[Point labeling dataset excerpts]
##############################
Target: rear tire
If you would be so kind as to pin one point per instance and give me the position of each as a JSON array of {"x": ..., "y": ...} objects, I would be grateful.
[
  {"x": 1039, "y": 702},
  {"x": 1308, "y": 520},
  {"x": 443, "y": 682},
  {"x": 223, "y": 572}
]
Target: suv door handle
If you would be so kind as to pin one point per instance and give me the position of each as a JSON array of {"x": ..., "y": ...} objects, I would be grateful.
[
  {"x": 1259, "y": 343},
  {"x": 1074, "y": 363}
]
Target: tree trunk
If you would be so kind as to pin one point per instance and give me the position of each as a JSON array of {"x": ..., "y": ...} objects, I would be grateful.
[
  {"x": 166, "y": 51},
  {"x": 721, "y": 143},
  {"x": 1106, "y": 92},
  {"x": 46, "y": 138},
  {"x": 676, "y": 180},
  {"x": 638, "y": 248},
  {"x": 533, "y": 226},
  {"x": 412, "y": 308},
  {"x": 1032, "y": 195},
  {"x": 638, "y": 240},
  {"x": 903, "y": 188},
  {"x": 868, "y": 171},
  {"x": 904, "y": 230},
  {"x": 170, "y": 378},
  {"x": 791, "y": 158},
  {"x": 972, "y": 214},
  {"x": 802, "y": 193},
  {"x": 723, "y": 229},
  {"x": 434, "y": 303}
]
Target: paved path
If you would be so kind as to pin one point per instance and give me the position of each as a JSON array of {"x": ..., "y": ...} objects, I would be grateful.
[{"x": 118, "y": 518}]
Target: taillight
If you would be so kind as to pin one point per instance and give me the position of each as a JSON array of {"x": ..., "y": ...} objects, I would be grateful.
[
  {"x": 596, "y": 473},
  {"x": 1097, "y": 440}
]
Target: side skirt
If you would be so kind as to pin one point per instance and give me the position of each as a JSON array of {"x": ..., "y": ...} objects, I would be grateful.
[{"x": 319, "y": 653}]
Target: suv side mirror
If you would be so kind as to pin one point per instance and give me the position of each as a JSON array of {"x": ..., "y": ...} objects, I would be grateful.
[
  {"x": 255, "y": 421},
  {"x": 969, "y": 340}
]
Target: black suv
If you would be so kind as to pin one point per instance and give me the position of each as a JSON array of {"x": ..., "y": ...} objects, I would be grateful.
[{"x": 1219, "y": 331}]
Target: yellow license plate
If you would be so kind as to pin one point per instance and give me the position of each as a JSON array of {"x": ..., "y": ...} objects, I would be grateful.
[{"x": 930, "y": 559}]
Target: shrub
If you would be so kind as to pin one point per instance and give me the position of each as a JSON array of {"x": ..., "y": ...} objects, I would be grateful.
##############################
● Aim
Repeat precisely the lines of the data starting at the one containing "Target: paved path", last line included.

● Exercise output
Target: paved path
If you would be so kind as to pin one point per instance and give me the position of each as a JSON array of {"x": ..., "y": ...} objects, I would be grateful.
[{"x": 118, "y": 518}]
Target: taillight
If you would be so kind as to pin one point per instance and give me the position of each as a JSON array of {"x": ..., "y": ...} objects, I would be grateful.
[
  {"x": 596, "y": 473},
  {"x": 1097, "y": 440}
]
Target: side skirt
If you would be so kind as to pin one point per instance and give me the position of each as a JSON array of {"x": ..., "y": ...} objects, I would be grateful.
[{"x": 319, "y": 653}]
Target: suv side mirror
If you would be so kind as to pin one point per instance and give me the position of each as a JSON array of {"x": ..., "y": ...} objects, I would be grateful.
[
  {"x": 255, "y": 421},
  {"x": 969, "y": 340}
]
Target: black suv
If you would be so kind as to pin one point per instance and give me the position of each as a JSON array of {"x": ..., "y": ...} objects, I would be grateful.
[{"x": 1219, "y": 331}]
Target: yellow license plate
If you would be so kind as to pin one point per instance and give me the position of each as a JSON array of {"x": ..., "y": ...} objects, I would be grateful.
[{"x": 930, "y": 559}]
Target: shrub
If you would be so kind as to pin one point per instance and give me the position of each as a JSON array of {"x": ..., "y": ...} objects, I would be grateful.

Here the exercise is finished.